PROVIDED TEXT:
February 11: Atlanta University’s and Clark College’s William H. Crogman and the ‘Negro Need’ for a ‘counter-education’
Clark Atlanta University is one of only two private HBCUs in the country that grants doctorate degrees in more than five disciplines. It is also the only private HBCU to host a chapter of Phi Kappa Phi, America’s most prestigious honor society for all academic disciplines, and its Center for Cancer Research and Therapeutic Development is the nation’s largest, most comprehensive academic prostate cancer research enterprise.
The institution was founded by the merger of the nation’s first Black graduate institution and its first Black liberal arts institution. Atlanta University, founded in 1865, was the first Black graduate institution in the nation, and the first to confer bachelor’s degrees. Clark College, founded in 1869, was the first Black liberal arts college; other schools founded for the education of freedmen to that point were intended as seminaries, normal schools, or schools to train in the agricultural arts, but Clark’s benefactors saw it as “the university of all the Methodist schools founded for the education of freedmen.”

WHAT NEEDS TO BE DONE:
Write the next part of the text on Clark Atlanta University's founding institutions, beginning after its last sentence. The listing that follows comes from a separate source unrelated to the text.

EXCERPTED RECORDS:
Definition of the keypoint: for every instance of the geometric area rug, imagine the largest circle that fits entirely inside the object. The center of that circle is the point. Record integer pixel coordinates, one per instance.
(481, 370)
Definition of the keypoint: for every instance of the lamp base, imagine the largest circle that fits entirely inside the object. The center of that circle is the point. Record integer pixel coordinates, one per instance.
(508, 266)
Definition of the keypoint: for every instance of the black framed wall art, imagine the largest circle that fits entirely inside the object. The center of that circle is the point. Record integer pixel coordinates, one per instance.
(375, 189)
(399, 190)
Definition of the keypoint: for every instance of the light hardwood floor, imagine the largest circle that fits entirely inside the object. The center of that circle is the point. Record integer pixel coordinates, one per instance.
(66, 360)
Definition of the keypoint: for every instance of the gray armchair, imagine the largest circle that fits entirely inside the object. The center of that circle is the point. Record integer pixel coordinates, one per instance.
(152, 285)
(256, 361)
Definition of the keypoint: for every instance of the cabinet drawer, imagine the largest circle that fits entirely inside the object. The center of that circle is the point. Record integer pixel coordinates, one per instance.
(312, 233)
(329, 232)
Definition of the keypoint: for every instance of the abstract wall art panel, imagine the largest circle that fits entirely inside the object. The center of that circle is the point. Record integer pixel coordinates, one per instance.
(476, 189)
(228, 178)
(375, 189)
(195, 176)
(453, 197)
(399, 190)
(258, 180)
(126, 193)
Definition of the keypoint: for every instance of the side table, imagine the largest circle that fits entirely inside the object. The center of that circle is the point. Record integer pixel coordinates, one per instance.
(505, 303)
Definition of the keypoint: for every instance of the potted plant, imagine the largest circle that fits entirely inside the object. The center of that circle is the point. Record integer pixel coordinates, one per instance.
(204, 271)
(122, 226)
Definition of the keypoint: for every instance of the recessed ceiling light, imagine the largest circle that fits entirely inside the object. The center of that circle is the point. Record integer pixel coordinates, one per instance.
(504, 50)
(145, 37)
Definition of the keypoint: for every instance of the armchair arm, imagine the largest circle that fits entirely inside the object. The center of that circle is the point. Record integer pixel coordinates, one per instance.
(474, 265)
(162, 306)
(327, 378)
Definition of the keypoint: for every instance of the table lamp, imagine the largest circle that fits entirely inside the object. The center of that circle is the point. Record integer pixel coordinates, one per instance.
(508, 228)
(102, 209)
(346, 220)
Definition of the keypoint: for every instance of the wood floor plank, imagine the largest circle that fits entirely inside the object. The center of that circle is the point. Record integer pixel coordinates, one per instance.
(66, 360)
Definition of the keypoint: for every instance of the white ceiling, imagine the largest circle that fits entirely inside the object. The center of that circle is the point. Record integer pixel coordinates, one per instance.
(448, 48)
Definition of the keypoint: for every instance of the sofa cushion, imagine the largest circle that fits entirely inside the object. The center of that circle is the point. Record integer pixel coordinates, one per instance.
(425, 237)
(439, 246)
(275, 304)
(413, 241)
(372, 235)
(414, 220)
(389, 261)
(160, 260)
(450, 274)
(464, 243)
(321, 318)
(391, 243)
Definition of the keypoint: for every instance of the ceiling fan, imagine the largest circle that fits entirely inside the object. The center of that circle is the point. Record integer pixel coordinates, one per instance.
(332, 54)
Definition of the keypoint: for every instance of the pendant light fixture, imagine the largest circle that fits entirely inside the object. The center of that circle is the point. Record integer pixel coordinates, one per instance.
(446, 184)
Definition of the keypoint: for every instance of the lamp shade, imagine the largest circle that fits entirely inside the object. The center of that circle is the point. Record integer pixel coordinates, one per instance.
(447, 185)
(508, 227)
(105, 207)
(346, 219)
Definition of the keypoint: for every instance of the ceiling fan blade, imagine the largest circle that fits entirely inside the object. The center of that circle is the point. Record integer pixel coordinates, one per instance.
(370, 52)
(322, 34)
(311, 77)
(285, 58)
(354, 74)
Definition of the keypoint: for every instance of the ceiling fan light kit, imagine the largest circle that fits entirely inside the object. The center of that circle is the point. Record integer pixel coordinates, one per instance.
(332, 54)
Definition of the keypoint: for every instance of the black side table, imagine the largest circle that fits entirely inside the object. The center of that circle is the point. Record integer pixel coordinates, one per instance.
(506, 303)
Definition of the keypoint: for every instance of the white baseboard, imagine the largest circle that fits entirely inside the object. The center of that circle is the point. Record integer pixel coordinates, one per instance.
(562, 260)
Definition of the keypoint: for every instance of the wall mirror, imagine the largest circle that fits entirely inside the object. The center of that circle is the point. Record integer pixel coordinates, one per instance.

ANSWER AREA:
William H. Crogman was a member of Atlanta University’s first graduating class, and would later go on to serve as a founding faculty member — and then as president — of Clark College. He received both his bachelor’s and master’s degree from AU, and was the first recipient of its honorary Doctor of Letters degree. Before enrolling at Atlanta University, however, he taught at Claflin University, becoming the first Black person to be regularly employed by the Freedmen’s Aid Society in education. He had studied Greek and Latin independently, and decided to pursue a bachelor’s degree at Atlanta University, where he completed the four year program in just three and graduated with distinction.
As a faculty member, Crogman was known as “a master of his very high calling, teaching,” who mixed humor with exceptional oratory to “motivate even the dullest student.”
During the Atlanta race riots in 1902, rumors circulated the Clark University (stet) was harboring Negro criminals, which Crogman, who served as president at that time, denounced in a published editorial as “entirely and absolutely undeserved.”
Crogman believed among “The Negro’s Needs” at the time was a need for “counter-education,” born from a concern that Blacks were taught one thing in church or school and given another view by mainstream white treatment of the race, which needed to be unlearned.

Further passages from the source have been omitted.